----- PASSAGE
International SIGINT cooperation requires a memorandum of understanding (MoU) that specifies the lawful aims. The MoUs with partner services from EU, EFTA or NATO member states must be approved by the Federal Chancellery. All other cooperation agreements must be approved by the head of the Federal Chancellery. If the MoU entails sharing unevaluated bulk data automatically, it requires the head of the BND to sign off.
Following the publication of the Advisory Notice in January 2018, IPCO proceeded to enrich these principles in May 2018 with the help of a public invitation for input on issues relevant to the proportionality of bulk powers. IPCO asked NGOs and others to provide assistance in identifying the broad range of factors that the Judicial Commissioners should have in mind when evaluating the proportionality of bulk warrants:
- – What factors should the Judicial Commissioners take into account when considering whether the conduct proposed in a bulk warrant is proportionate?
- – Is there any particular approach that the Commissioners should adopt when evaluating those factors, some of which may be competing?
Explaining exactly how the necessity and proportionality test of a bulk collection warrant is conducted is crucial information for rating the thoroughness and legitimacy of the process. The United Kingdom’s Investigatory Powers Commissioner’s Office (IPCO) has published an Advisory Notice that provides advice and information to public authorities and the general public as to the general approach that Judicial Commissioners will adopt under the IP Act when deciding whether to approve decisions to issue warrants.
----------
----- INFORMATION SHOWN
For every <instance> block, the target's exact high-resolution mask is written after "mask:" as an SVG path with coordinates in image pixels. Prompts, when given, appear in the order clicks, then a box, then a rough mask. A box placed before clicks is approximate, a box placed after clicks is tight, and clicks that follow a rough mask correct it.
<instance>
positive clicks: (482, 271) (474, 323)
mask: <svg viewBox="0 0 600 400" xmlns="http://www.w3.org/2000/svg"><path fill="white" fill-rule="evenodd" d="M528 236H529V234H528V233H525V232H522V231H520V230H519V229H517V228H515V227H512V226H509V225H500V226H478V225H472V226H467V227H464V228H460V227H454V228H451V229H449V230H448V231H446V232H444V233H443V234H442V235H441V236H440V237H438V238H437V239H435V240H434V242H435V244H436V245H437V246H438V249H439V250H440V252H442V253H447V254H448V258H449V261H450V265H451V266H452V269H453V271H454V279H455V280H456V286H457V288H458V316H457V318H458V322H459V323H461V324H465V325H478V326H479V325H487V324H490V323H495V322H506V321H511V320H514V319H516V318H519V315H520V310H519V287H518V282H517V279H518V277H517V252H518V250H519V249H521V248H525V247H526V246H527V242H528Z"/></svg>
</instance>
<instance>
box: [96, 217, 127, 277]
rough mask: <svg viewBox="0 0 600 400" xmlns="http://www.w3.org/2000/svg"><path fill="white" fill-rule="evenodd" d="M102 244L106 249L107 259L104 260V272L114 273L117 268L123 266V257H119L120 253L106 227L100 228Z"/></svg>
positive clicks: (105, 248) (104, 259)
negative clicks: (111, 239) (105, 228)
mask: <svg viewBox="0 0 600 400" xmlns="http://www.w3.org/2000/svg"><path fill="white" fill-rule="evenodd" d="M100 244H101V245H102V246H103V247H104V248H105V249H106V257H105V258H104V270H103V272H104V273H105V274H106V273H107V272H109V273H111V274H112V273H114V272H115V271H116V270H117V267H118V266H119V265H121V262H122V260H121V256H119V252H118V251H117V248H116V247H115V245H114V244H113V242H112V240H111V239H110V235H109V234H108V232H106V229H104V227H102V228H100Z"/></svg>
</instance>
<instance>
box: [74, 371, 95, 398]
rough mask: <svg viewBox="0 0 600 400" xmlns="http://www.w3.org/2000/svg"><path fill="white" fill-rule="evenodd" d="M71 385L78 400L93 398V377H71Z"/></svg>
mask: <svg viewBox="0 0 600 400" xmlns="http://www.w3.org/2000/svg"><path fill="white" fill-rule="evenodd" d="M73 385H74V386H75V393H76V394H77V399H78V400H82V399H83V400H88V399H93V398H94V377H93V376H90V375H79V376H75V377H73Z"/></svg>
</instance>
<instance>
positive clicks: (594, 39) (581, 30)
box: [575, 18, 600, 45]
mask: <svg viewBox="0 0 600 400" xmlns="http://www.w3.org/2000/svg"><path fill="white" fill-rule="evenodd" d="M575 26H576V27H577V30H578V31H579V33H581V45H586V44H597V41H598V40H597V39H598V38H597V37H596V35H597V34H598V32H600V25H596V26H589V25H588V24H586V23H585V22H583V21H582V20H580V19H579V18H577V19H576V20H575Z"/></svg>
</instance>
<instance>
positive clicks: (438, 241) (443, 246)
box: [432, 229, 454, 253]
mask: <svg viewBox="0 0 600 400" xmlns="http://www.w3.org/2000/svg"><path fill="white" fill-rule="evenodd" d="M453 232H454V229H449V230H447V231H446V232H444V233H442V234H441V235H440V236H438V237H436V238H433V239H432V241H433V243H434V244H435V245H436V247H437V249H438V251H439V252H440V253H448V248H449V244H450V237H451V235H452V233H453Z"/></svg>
----------
----- INFORMATION SHOWN
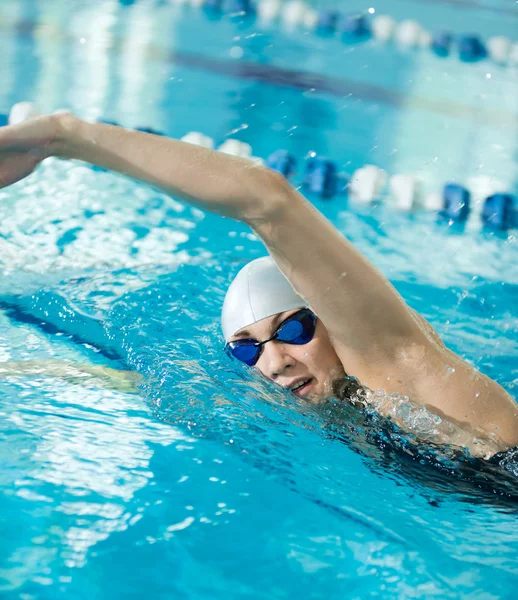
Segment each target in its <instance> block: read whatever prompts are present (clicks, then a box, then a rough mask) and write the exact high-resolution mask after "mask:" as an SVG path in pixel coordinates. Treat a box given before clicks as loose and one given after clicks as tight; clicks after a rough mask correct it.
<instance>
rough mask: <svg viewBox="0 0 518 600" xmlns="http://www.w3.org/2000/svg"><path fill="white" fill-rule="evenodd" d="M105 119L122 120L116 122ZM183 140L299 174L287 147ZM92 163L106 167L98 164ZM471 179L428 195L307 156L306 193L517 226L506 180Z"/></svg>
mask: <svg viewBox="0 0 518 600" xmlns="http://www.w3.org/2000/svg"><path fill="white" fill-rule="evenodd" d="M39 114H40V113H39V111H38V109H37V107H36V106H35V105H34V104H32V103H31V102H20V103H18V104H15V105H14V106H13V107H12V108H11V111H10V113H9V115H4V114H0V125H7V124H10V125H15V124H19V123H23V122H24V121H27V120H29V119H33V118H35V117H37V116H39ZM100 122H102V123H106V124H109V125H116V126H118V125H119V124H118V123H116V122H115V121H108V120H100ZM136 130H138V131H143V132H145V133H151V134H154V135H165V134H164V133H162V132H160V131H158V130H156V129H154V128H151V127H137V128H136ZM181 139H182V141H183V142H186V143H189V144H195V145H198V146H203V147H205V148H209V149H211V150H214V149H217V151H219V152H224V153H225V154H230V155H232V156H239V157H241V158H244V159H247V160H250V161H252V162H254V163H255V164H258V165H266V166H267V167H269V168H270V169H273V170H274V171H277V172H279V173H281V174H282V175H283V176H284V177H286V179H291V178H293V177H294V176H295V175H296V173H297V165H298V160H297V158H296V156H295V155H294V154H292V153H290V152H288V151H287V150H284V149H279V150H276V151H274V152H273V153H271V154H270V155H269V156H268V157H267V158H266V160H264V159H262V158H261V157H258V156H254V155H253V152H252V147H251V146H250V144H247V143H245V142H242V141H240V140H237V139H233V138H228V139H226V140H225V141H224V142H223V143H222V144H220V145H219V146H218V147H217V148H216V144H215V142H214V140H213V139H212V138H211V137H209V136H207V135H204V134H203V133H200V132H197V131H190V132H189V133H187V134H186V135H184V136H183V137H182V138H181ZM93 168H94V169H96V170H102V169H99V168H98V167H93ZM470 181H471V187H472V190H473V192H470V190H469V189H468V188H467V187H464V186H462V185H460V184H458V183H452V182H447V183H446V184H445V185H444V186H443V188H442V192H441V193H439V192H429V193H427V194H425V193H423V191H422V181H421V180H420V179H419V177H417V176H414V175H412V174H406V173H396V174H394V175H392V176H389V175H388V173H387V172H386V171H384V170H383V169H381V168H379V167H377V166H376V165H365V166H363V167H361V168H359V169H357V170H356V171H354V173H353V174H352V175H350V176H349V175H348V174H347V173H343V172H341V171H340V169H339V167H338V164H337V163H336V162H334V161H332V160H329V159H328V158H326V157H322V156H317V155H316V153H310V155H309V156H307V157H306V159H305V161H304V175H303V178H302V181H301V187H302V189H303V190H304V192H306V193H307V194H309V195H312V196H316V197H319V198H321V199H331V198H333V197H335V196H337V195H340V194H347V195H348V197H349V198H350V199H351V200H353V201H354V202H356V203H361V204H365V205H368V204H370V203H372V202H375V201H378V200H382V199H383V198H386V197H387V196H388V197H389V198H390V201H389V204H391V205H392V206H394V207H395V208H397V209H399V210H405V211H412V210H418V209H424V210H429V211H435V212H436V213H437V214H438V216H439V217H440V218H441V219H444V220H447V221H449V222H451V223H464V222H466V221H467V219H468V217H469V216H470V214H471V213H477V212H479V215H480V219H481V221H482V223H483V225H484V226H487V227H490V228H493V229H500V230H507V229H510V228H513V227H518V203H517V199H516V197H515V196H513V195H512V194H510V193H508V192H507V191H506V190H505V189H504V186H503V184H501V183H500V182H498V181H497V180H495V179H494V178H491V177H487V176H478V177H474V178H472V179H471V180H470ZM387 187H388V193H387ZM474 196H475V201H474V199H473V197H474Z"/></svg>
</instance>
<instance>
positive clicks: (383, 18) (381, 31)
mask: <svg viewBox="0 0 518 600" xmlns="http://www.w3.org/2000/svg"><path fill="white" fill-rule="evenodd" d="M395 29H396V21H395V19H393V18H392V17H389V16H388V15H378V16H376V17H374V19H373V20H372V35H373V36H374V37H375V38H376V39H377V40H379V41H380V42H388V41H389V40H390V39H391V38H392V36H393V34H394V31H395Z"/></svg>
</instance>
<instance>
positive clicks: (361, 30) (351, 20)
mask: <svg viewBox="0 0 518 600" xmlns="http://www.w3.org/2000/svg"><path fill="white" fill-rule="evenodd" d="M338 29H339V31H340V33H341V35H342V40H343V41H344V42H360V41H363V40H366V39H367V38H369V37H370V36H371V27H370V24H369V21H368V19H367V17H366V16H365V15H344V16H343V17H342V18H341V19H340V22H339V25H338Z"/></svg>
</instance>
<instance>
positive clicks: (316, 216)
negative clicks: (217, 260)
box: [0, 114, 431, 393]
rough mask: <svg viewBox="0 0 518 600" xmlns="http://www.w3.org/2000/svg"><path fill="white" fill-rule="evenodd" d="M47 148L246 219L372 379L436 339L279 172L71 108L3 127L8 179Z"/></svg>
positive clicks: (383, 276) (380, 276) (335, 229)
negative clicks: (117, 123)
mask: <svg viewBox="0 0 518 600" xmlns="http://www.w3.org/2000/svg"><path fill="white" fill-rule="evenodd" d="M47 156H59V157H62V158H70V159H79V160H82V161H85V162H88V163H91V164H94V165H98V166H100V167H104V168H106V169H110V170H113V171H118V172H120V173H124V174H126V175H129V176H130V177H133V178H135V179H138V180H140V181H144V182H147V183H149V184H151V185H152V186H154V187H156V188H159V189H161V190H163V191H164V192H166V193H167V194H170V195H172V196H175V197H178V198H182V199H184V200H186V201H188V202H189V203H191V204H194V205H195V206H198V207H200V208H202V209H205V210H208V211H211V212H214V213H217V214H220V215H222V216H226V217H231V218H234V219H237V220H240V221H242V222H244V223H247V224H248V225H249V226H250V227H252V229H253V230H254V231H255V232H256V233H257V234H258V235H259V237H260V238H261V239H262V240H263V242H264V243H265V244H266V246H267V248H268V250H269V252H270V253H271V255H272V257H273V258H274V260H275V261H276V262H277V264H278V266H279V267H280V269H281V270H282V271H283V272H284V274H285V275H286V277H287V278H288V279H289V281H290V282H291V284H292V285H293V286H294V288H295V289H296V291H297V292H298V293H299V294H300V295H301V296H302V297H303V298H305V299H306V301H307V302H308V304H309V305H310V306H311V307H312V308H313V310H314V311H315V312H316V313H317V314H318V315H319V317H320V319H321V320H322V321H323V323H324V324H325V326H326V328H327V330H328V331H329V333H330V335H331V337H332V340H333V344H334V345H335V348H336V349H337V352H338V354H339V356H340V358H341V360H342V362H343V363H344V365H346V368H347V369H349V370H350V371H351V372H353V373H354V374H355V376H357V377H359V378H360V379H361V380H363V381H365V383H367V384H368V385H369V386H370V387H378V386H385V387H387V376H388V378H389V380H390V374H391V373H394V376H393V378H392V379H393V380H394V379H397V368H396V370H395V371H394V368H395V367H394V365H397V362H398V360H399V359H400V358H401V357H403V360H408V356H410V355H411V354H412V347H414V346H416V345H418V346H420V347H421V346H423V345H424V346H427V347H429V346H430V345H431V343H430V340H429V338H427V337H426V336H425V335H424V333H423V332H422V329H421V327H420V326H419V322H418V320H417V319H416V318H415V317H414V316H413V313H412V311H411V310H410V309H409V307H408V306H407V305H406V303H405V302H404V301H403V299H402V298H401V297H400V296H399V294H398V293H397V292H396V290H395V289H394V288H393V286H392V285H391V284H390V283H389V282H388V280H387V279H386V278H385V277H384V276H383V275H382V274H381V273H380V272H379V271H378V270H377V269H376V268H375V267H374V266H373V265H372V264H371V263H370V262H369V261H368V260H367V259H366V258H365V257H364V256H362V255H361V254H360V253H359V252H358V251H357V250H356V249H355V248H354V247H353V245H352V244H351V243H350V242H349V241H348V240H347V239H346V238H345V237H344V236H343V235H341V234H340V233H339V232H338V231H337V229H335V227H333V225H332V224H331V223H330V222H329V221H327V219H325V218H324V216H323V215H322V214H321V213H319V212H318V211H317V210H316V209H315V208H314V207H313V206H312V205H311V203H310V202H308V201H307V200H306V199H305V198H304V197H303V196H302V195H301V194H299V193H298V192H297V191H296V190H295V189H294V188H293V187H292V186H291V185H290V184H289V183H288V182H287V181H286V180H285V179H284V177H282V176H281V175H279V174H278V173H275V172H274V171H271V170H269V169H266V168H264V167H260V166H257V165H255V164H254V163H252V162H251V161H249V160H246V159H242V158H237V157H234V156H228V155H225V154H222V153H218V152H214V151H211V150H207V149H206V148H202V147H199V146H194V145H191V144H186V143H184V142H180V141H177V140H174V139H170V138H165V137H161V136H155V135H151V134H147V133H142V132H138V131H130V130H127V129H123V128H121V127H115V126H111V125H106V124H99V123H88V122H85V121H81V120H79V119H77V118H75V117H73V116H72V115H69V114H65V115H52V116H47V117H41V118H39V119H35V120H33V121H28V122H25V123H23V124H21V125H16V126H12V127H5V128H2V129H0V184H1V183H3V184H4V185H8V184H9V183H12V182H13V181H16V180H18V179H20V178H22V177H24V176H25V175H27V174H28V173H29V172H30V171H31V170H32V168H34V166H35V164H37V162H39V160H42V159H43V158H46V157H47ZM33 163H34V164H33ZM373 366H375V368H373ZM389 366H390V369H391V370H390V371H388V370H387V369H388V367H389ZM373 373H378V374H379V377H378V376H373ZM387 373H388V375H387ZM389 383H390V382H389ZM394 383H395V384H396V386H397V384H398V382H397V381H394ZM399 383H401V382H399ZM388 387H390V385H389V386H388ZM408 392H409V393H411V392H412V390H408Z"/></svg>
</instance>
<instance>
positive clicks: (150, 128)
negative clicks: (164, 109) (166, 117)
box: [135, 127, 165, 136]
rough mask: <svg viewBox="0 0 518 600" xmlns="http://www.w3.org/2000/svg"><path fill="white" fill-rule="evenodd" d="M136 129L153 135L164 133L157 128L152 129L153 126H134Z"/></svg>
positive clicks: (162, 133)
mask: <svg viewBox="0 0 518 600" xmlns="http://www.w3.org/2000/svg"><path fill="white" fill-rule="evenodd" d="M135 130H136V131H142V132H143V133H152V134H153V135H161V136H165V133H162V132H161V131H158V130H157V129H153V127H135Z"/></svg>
----------
_WORK INSTRUCTIONS_
**a.** Sum up the passage on intelligence oversight in two sentences.
**b.** According to the passage on intelligence oversight, who must approve memoranda of understanding with partner services from EU, EFTA or NATO member states?
**c.** Please extend the passage on intelligence oversight, picking up after its final sentence.

_EXERCISE ANSWERS_
**a.** International SIGINT cooperation requires a memorandum of understanding that specifies the lawful aims, with approval by the Federal Chancellery or its head depending on the partner, and sign-off by the head of the BND when unevaluated bulk data is shared automatically. The UK's Investigatory Powers Commissioner's Office published an Advisory Notice in January 2018 on how Judicial Commissioners will approach warrant approvals, and in May 2018 it invited public input on the factors relevant to the proportionality of bulk warrants.

**b.** The Federal Chancellery.

**c.**
The Judicial Commissioners, who are in charge of approving bulk SIGINT warrants, must have regard for whether what is sought to be achieved by the warrant, authorization, or notice could reasonably be achieved by other, less intrusive means. In exercising that statutory responsibility, the Judicial Commissioners must, in particular, take into regard:
- -whether the level of protection to be applied in relation to any obtaining of information by virtue of the warrant, authorization, or notice is higher because of the particular sensitivity of that information;
- -the public interest in the integrity and security of telecommunication systems and postal services;
- -any other aspects of the public interest in the protection of privacy;
- -additional safeguards for matters such as legal professional privilege (e.g., for all professional legal advisers) and journalistic material;
- -the tests of necessity and proportionality, as applicable under the Human Rights Act 1998 and under European Union law, to the extent that this applies to the powers/activities for which approval is sought.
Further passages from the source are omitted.